◆ Problem description: Leave out the pictures and copy each record below exactly.
##############################
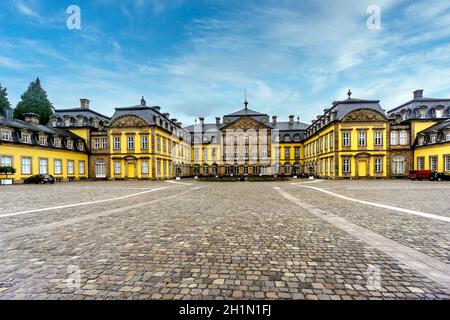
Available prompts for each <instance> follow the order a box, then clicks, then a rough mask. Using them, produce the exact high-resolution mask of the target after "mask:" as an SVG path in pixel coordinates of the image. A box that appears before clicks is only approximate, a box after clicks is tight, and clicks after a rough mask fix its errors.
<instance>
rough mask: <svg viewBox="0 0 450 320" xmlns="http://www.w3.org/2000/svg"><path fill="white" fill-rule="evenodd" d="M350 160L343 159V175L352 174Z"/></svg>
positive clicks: (347, 158) (342, 162)
mask: <svg viewBox="0 0 450 320" xmlns="http://www.w3.org/2000/svg"><path fill="white" fill-rule="evenodd" d="M350 169H351V167H350V158H343V159H342V172H343V173H350Z"/></svg>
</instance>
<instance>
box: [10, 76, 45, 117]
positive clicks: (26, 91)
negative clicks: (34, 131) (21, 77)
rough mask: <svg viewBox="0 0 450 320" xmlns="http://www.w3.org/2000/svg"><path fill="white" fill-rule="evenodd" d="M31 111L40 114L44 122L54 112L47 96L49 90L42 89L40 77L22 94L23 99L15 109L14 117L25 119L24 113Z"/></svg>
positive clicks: (32, 82) (19, 102) (34, 112)
mask: <svg viewBox="0 0 450 320" xmlns="http://www.w3.org/2000/svg"><path fill="white" fill-rule="evenodd" d="M29 112H33V113H36V114H38V115H39V121H40V123H42V124H47V122H48V120H49V118H50V116H51V115H52V114H53V105H52V103H51V102H50V100H49V99H48V97H47V92H45V90H44V89H42V86H41V80H39V78H37V79H36V81H33V82H31V83H30V85H29V86H28V89H27V91H25V92H24V93H23V94H22V96H21V101H20V102H19V103H18V104H17V107H16V109H14V117H15V118H17V119H22V120H23V119H24V114H25V113H29Z"/></svg>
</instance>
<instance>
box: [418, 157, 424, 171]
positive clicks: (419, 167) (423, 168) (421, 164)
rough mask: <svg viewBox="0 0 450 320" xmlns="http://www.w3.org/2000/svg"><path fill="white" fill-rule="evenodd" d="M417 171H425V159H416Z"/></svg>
mask: <svg viewBox="0 0 450 320" xmlns="http://www.w3.org/2000/svg"><path fill="white" fill-rule="evenodd" d="M417 170H425V158H424V157H419V158H417Z"/></svg>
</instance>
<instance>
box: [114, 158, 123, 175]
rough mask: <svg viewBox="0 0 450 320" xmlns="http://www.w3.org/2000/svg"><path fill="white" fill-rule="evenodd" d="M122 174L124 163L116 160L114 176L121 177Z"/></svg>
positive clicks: (114, 171) (114, 168)
mask: <svg viewBox="0 0 450 320" xmlns="http://www.w3.org/2000/svg"><path fill="white" fill-rule="evenodd" d="M121 173H122V161H120V160H115V161H114V174H115V175H119V174H121Z"/></svg>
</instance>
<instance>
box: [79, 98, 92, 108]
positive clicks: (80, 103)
mask: <svg viewBox="0 0 450 320" xmlns="http://www.w3.org/2000/svg"><path fill="white" fill-rule="evenodd" d="M89 102H90V101H89V99H80V105H81V108H83V109H89Z"/></svg>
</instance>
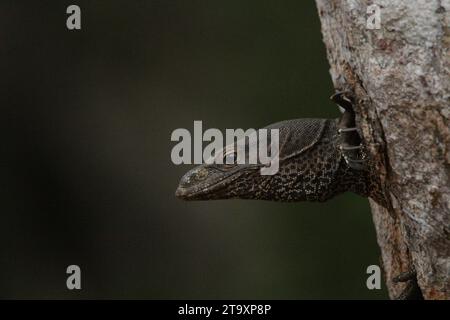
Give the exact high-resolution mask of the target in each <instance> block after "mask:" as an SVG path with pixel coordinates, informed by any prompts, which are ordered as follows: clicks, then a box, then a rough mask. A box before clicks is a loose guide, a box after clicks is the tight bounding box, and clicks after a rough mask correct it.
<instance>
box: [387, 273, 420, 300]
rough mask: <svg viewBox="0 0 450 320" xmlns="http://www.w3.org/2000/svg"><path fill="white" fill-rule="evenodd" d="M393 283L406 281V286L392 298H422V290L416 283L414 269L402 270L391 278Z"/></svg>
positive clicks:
##############################
◆ Solution for this exercise:
Available prompts for each <instance> follow the order a box, then clicks, then a rough mask. Using them, produce the exact high-resolution mask of the target after "mask:" as an SVG path in pixel coordinates of the image. A box that appears before clicks is only approximate, a box after clicks is tight, and clicks after a rough mask fix its errors.
<instance>
rough mask: <svg viewBox="0 0 450 320" xmlns="http://www.w3.org/2000/svg"><path fill="white" fill-rule="evenodd" d="M350 160L343 159V175L352 174Z"/></svg>
positive clicks: (347, 158) (342, 162)
mask: <svg viewBox="0 0 450 320" xmlns="http://www.w3.org/2000/svg"><path fill="white" fill-rule="evenodd" d="M350 169H351V167H350V158H343V159H342V172H343V173H350Z"/></svg>
</instance>
<instance>
box: [10, 76, 45, 117]
positive clicks: (26, 91)
negative clicks: (34, 131) (21, 77)
rough mask: <svg viewBox="0 0 450 320" xmlns="http://www.w3.org/2000/svg"><path fill="white" fill-rule="evenodd" d="M31 111L40 114L44 122L54 112L47 96L49 90L42 89L40 77L22 94L23 99L15 109L14 117L25 119L24 113Z"/></svg>
positive clicks: (32, 82) (19, 102) (34, 112)
mask: <svg viewBox="0 0 450 320" xmlns="http://www.w3.org/2000/svg"><path fill="white" fill-rule="evenodd" d="M29 112H33V113H36V114H38V115H39V121H40V123H42V124H47V122H48V120H49V118H50V116H51V115H52V114H53V105H52V103H51V102H50V100H49V99H48V97H47V92H45V90H44V89H42V86H41V80H39V78H37V79H36V81H33V82H31V83H30V85H29V86H28V89H27V91H25V92H24V93H23V94H22V96H21V101H20V102H19V103H18V104H17V107H16V109H14V117H15V118H17V119H22V120H23V119H24V114H25V113H29Z"/></svg>
</instance>
<instance>
box: [418, 157, 424, 171]
positive clicks: (419, 167) (423, 168) (421, 164)
rough mask: <svg viewBox="0 0 450 320" xmlns="http://www.w3.org/2000/svg"><path fill="white" fill-rule="evenodd" d="M417 171H425V159H416Z"/></svg>
mask: <svg viewBox="0 0 450 320" xmlns="http://www.w3.org/2000/svg"><path fill="white" fill-rule="evenodd" d="M417 170H425V158H424V157H419V158H417Z"/></svg>
</instance>
<instance>
box: [114, 158, 123, 175]
rough mask: <svg viewBox="0 0 450 320" xmlns="http://www.w3.org/2000/svg"><path fill="white" fill-rule="evenodd" d="M122 174L124 163L116 160L114 176L121 177Z"/></svg>
positive clicks: (114, 171) (114, 168)
mask: <svg viewBox="0 0 450 320" xmlns="http://www.w3.org/2000/svg"><path fill="white" fill-rule="evenodd" d="M121 173H122V161H120V160H115V161H114V174H115V175H119V174H121Z"/></svg>
</instance>
<instance>
box: [79, 98, 92, 108]
positive clicks: (80, 103)
mask: <svg viewBox="0 0 450 320" xmlns="http://www.w3.org/2000/svg"><path fill="white" fill-rule="evenodd" d="M89 102H90V101H89V99H80V105H81V108H83V109H89Z"/></svg>
</instance>
Give the exact high-resolution mask of the target in each <instance> block after "mask:" as an SVG path with pixel coordinates, informed by any prompts, which are ordered as follows: clicks, then a box, then a rough mask. A box before clicks is a loose guide, a box after clicks is the tight bounding box, and clicks after a rough mask correct it.
<instance>
box: [387, 273, 420, 300]
rough mask: <svg viewBox="0 0 450 320" xmlns="http://www.w3.org/2000/svg"><path fill="white" fill-rule="evenodd" d="M393 283L406 281V286L392 298H422V290L416 283L414 269L402 270L391 278Z"/></svg>
positive clicks:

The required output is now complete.